** Opening TASK MATERIAL block **

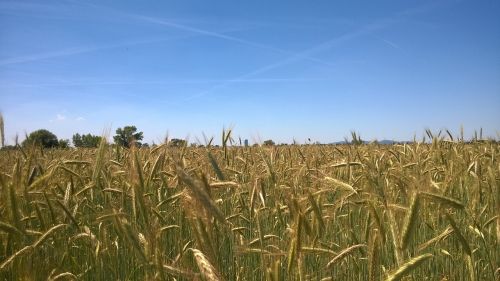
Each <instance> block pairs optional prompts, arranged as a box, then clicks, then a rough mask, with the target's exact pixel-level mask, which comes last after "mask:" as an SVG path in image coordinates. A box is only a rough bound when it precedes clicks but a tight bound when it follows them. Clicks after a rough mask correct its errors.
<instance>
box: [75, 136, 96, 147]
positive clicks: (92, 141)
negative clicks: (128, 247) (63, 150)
mask: <svg viewBox="0 0 500 281" xmlns="http://www.w3.org/2000/svg"><path fill="white" fill-rule="evenodd" d="M101 139H102V137H100V136H95V135H92V134H86V135H85V134H83V135H80V134H74V135H73V145H74V146H75V147H98V146H99V143H100V142H101Z"/></svg>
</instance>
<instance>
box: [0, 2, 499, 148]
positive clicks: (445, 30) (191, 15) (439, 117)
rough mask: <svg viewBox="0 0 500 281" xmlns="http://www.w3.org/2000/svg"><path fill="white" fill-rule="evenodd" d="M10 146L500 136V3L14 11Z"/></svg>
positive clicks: (287, 4)
mask: <svg viewBox="0 0 500 281" xmlns="http://www.w3.org/2000/svg"><path fill="white" fill-rule="evenodd" d="M0 111H1V112H2V114H3V116H4V119H5V131H6V140H7V142H8V143H11V144H12V143H13V140H14V137H15V135H16V134H19V137H20V139H23V138H24V135H25V133H29V132H31V131H33V130H36V129H40V128H45V129H48V130H50V131H52V132H54V133H55V134H56V135H57V136H58V137H60V138H71V136H72V135H73V133H77V132H78V133H89V132H90V133H94V134H101V132H102V131H103V130H105V129H108V130H111V134H113V132H114V130H115V129H116V128H117V127H122V126H125V125H135V126H137V127H138V129H139V130H141V131H143V132H144V136H145V139H144V141H146V142H149V143H151V142H152V141H154V142H156V143H158V142H161V140H162V139H163V138H164V137H165V136H166V135H167V132H168V134H169V136H170V137H178V138H185V137H188V136H189V137H190V140H191V141H194V140H195V138H196V137H198V138H199V139H203V138H202V137H201V136H202V132H204V133H205V134H206V135H208V136H212V135H213V136H216V139H219V135H220V134H221V131H222V128H223V127H226V128H227V127H233V128H234V133H235V137H238V136H241V138H243V139H245V138H248V139H249V140H250V141H253V140H265V139H269V138H272V139H274V140H275V141H277V142H292V140H293V139H294V138H295V139H296V140H297V141H299V142H304V141H305V140H306V139H308V138H310V139H311V140H312V141H320V142H333V141H339V140H343V139H344V137H347V136H349V135H350V131H353V130H355V131H357V132H359V133H360V134H361V137H363V138H364V139H379V140H381V139H398V140H409V139H412V138H413V136H414V134H416V135H417V137H421V136H422V134H423V132H424V130H425V129H426V128H430V129H432V130H439V129H445V128H447V129H450V130H451V131H453V132H455V133H456V134H458V132H459V130H460V127H461V126H462V125H463V126H464V128H465V132H466V133H469V134H470V133H471V132H472V131H473V130H475V129H479V128H481V127H482V128H483V130H484V132H485V134H486V135H489V136H493V137H498V134H499V132H500V1H494V0H492V1H481V0H471V1H449V0H445V1H437V0H432V1H400V0H398V1H353V0H345V1H332V0H328V1H268V0H267V1H254V0H253V1H234V0H227V1H226V0H225V1H206V0H200V1H186V0H180V1H166V0H165V1H135V2H128V1H122V0H120V1H103V0H99V1H97V0H94V1H49V0H43V1H41V0H40V1H19V0H15V1H4V0H1V1H0Z"/></svg>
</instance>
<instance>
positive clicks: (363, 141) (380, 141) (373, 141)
mask: <svg viewBox="0 0 500 281" xmlns="http://www.w3.org/2000/svg"><path fill="white" fill-rule="evenodd" d="M371 142H375V141H363V143H365V144H369V143H371ZM377 142H378V143H379V144H385V145H392V144H397V143H411V142H409V141H395V140H380V141H377ZM349 143H350V142H346V141H337V142H332V143H330V144H337V145H338V144H349Z"/></svg>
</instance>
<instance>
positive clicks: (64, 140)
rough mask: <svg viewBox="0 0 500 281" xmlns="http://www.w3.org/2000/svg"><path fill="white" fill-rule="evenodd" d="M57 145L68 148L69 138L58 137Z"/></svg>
mask: <svg viewBox="0 0 500 281" xmlns="http://www.w3.org/2000/svg"><path fill="white" fill-rule="evenodd" d="M57 146H58V147H59V148H68V147H69V140H68V139H66V140H63V139H60V140H59V143H58V145H57Z"/></svg>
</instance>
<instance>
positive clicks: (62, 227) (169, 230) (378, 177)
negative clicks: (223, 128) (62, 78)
mask: <svg viewBox="0 0 500 281" xmlns="http://www.w3.org/2000/svg"><path fill="white" fill-rule="evenodd" d="M230 134H231V131H225V132H224V133H223V146H222V147H221V148H216V147H211V146H209V147H204V148H187V147H183V148H172V147H167V146H164V145H162V146H159V147H156V148H153V149H133V150H127V149H122V148H117V147H114V146H110V145H108V144H106V143H105V142H103V143H101V146H100V147H99V148H98V149H78V150H73V149H69V150H40V149H29V148H28V149H23V150H2V151H0V195H1V200H0V242H1V243H0V279H1V280H63V279H64V280H71V279H76V280H172V279H173V278H175V279H176V280H193V279H195V280H196V279H197V280H199V279H202V280H262V279H266V278H267V279H268V280H310V279H311V280H322V279H324V280H367V279H369V280H401V279H404V278H409V279H408V280H442V279H443V280H446V279H447V280H495V278H498V275H499V274H498V272H499V271H498V268H499V267H500V253H499V250H498V249H499V247H498V245H499V242H500V241H499V239H500V220H499V219H498V218H499V213H498V210H500V197H499V194H500V162H499V160H498V159H499V158H500V157H499V156H500V154H499V152H500V146H499V144H498V143H496V142H485V141H482V142H479V141H478V142H472V143H464V142H453V141H444V140H443V139H442V138H441V139H439V138H437V137H434V140H433V142H432V143H431V144H426V143H413V144H405V145H391V146H383V145H376V144H369V145H366V144H360V145H352V146H351V145H341V146H316V145H310V146H296V145H294V146H276V147H248V148H243V147H233V146H231V137H230ZM353 245H354V246H353ZM191 253H192V254H191ZM404 280H406V279H404Z"/></svg>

** Closing TASK MATERIAL block **

Return every entry above exactly as written, with no pictures included.

Each <instance> block pairs optional prompts, arranged as a box, then clicks, then a rough mask, with the target's exact pixel-level mask, which comes last after "mask:" as an SVG path in image coordinates. A box is only a rough bound when it precedes clicks but a tight bound when it follows them. Clicks after a rough mask correct its errors.
<instance>
box: [75, 136, 96, 147]
positive clicks: (92, 141)
negative clicks: (128, 247) (63, 150)
mask: <svg viewBox="0 0 500 281" xmlns="http://www.w3.org/2000/svg"><path fill="white" fill-rule="evenodd" d="M101 139H102V137H100V136H95V135H92V134H86V135H85V134H83V135H80V134H74V135H73V145H74V146H75V147H98V146H99V143H100V142H101Z"/></svg>
</instance>
<instance>
box: [0, 2, 499, 148]
positive clicks: (445, 30) (191, 15) (439, 117)
rough mask: <svg viewBox="0 0 500 281" xmlns="http://www.w3.org/2000/svg"><path fill="white" fill-rule="evenodd" d="M10 146L500 136V3L14 11Z"/></svg>
positive clicks: (287, 4)
mask: <svg viewBox="0 0 500 281" xmlns="http://www.w3.org/2000/svg"><path fill="white" fill-rule="evenodd" d="M0 111H1V112H2V114H3V116H4V119H5V131H6V140H7V142H8V143H11V144H12V143H13V140H14V137H15V135H16V134H19V137H20V139H23V138H24V135H25V133H29V132H31V131H33V130H36V129H40V128H45V129H48V130H50V131H52V132H54V133H55V134H56V135H57V136H58V137H60V138H71V136H72V135H73V133H77V132H78V133H89V132H90V133H94V134H101V132H102V131H103V130H105V129H108V130H111V134H113V132H114V130H115V129H116V128H117V127H122V126H125V125H135V126H137V127H138V129H139V130H141V131H143V132H144V136H145V139H144V141H146V142H149V143H151V142H152V141H154V142H156V143H158V142H161V140H162V139H163V138H164V137H165V136H166V135H167V132H168V134H169V136H170V137H178V138H185V137H188V136H189V137H190V140H191V141H194V140H195V138H196V137H198V138H199V139H203V138H202V137H201V136H202V132H204V133H205V134H206V135H208V136H212V135H213V136H216V139H219V135H220V134H221V131H222V128H223V127H226V128H227V127H233V128H234V133H235V137H238V136H241V138H243V139H245V138H248V139H249V140H250V141H253V140H265V139H269V138H272V139H274V140H275V141H277V142H292V140H293V139H294V138H295V139H296V140H297V141H299V142H304V141H305V140H306V139H308V138H310V139H311V140H312V141H320V142H333V141H339V140H343V139H344V137H347V136H349V135H350V131H353V130H355V131H357V132H359V133H360V134H361V137H363V138H364V139H379V140H381V139H398V140H409V139H412V138H413V136H414V134H416V135H417V137H421V136H422V134H423V132H424V130H425V129H426V128H430V129H432V130H439V129H445V128H447V129H450V130H451V131H453V132H455V133H456V134H458V132H459V130H460V127H461V126H462V125H463V126H464V128H465V132H466V133H469V134H470V133H471V132H472V131H473V130H475V129H479V128H481V127H482V128H483V130H484V132H485V134H486V135H489V136H493V137H498V134H499V132H500V1H494V0H492V1H481V0H471V1H449V0H445V1H437V0H432V1H400V0H398V1H353V0H345V1H332V0H328V1H268V0H267V1H254V0H253V1H234V0H227V1H226V0H225V1H206V0H200V1H186V0H180V1H166V0H165V1H135V2H128V1H122V0H120V1H103V0H99V1H97V0H94V1H49V0H43V1H41V0H40V1H19V0H15V1H4V0H1V1H0Z"/></svg>
</instance>
<instance>
positive clicks: (363, 141) (380, 141) (373, 141)
mask: <svg viewBox="0 0 500 281" xmlns="http://www.w3.org/2000/svg"><path fill="white" fill-rule="evenodd" d="M371 142H375V141H363V143H365V144H369V143H371ZM377 142H378V143H379V144H385V145H392V144H397V143H411V142H409V141H395V140H380V141H377ZM349 143H350V142H346V141H337V142H332V143H330V144H337V145H338V144H349Z"/></svg>
</instance>
<instance>
positive clicks: (64, 140)
rough mask: <svg viewBox="0 0 500 281" xmlns="http://www.w3.org/2000/svg"><path fill="white" fill-rule="evenodd" d="M57 145L68 148L69 138L58 137Z"/></svg>
mask: <svg viewBox="0 0 500 281" xmlns="http://www.w3.org/2000/svg"><path fill="white" fill-rule="evenodd" d="M57 146H58V147H59V148H68V147H69V140H68V139H66V140H63V139H60V140H59V143H58V145H57Z"/></svg>
</instance>
<instance>
positive clicks: (62, 227) (169, 230) (378, 177)
negative clicks: (223, 128) (62, 78)
mask: <svg viewBox="0 0 500 281" xmlns="http://www.w3.org/2000/svg"><path fill="white" fill-rule="evenodd" d="M230 134H231V131H225V132H224V133H223V146H222V147H221V148H216V147H211V146H209V147H204V148H187V147H183V148H172V147H167V146H164V145H162V146H159V147H156V148H153V149H133V150H127V149H122V148H117V147H114V146H110V145H108V144H106V143H105V142H103V143H101V146H100V147H99V148H98V149H78V150H73V149H69V150H40V149H29V148H28V149H23V150H2V151H0V195H1V200H0V242H1V243H0V279H1V280H63V279H64V280H71V279H76V280H172V279H173V278H175V279H176V280H193V279H195V280H196V279H197V280H199V279H202V280H262V279H266V278H267V279H268V280H310V279H311V280H322V279H324V280H367V279H369V280H401V279H404V278H409V279H408V280H442V279H443V280H446V279H447V280H495V278H498V275H499V274H498V272H499V271H498V268H499V267H500V253H499V250H498V249H499V247H498V245H499V242H500V241H499V239H500V220H499V219H498V218H499V213H498V210H500V197H499V194H500V162H499V160H498V159H499V158H500V157H499V156H500V154H499V152H500V146H499V144H498V143H496V142H485V141H482V142H479V141H478V142H472V143H464V142H453V141H444V140H443V139H442V138H441V139H439V138H437V137H434V140H433V142H432V143H431V144H426V143H413V144H405V145H391V146H383V145H376V144H369V145H366V144H360V145H352V146H351V145H341V146H316V145H310V146H296V145H294V146H276V147H248V148H243V147H233V146H231V137H230ZM353 245H354V246H353ZM191 253H192V254H191ZM404 280H406V279H404Z"/></svg>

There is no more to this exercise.